Pull out every line in the rows below that contains the word "water" and copy each such line in full.

- **TASK INPUT**:

_____

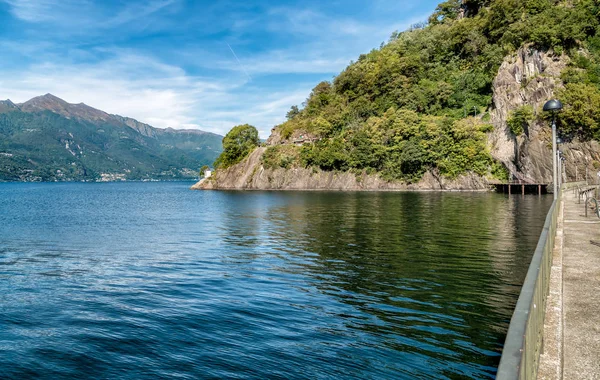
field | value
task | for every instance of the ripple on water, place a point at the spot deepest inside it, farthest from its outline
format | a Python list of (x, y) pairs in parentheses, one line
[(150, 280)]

_____

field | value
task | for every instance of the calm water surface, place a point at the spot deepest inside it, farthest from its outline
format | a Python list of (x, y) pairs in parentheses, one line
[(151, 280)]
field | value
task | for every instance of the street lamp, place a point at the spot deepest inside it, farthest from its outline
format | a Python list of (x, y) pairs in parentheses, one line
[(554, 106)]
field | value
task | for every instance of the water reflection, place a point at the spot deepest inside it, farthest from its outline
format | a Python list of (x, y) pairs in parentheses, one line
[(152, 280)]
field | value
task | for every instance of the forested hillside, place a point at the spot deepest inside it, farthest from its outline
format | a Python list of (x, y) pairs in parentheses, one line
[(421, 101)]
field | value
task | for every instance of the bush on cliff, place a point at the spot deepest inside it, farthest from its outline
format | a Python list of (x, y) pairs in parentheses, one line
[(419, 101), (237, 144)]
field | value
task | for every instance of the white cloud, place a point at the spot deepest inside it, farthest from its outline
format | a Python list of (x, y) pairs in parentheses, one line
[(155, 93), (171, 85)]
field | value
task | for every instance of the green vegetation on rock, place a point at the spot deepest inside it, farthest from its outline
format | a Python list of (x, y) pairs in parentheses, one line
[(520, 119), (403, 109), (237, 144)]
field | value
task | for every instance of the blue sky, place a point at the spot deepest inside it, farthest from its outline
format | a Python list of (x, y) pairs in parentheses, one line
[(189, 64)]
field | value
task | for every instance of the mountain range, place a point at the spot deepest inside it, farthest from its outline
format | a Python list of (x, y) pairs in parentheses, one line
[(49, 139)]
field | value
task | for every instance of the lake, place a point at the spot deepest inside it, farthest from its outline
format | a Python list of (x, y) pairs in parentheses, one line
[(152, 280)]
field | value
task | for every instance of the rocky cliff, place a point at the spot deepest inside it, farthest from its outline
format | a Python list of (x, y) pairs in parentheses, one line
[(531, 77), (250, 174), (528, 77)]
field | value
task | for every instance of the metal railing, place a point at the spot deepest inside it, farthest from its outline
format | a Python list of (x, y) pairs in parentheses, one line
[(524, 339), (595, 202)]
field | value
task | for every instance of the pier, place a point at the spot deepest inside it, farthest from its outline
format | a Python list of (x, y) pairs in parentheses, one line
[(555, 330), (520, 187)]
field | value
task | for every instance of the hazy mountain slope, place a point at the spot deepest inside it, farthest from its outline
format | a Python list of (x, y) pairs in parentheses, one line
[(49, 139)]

_____

- **COMPLETED TASK**:
task | for every instance of the ripple on water, place a point at the spot deepest inside it, farthest from its outline
task | for every instance of the calm water surface, place a point at the spot deepest inside it, farthest from its outline
task | for every instance of the water reflection, place a point at the spot deepest inside it, farthest from its outline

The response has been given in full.